_ACTION ITEM_
After reading the data below, copy out every line that contains the word "window".
= = = =
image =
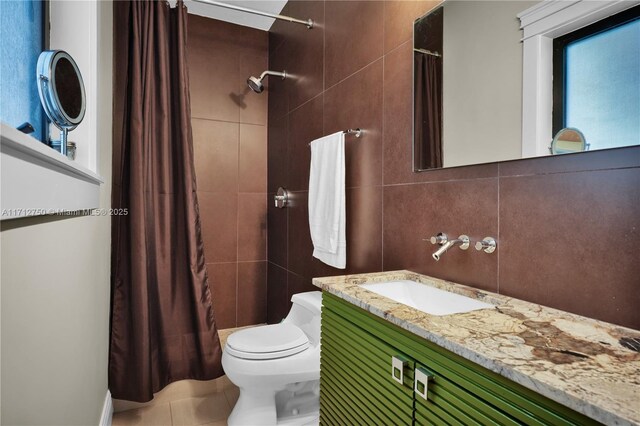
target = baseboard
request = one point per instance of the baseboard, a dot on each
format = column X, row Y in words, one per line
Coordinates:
column 107, row 410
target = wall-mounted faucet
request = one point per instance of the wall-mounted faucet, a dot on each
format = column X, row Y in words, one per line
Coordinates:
column 488, row 245
column 445, row 244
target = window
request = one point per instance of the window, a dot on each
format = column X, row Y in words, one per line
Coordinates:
column 23, row 35
column 596, row 81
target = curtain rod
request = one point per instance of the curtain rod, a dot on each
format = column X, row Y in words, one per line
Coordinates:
column 427, row 52
column 308, row 22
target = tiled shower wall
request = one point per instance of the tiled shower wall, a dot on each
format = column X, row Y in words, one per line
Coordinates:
column 566, row 226
column 230, row 150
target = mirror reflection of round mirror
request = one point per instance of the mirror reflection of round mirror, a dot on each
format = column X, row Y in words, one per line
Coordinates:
column 569, row 140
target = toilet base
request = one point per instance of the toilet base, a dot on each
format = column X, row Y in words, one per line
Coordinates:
column 297, row 405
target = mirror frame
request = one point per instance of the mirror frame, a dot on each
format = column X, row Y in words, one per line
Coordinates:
column 49, row 98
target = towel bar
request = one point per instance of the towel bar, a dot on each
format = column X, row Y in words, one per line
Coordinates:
column 357, row 132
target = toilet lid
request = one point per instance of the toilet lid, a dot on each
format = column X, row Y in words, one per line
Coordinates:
column 267, row 342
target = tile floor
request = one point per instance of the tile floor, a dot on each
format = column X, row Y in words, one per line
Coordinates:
column 184, row 403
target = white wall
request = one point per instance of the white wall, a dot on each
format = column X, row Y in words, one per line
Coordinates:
column 482, row 87
column 54, row 290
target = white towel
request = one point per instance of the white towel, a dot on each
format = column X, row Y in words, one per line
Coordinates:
column 327, row 206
= = = =
_SOLUTION TO THIS PROBLEM_
target = window
request = one point per instance of the window, a dot on each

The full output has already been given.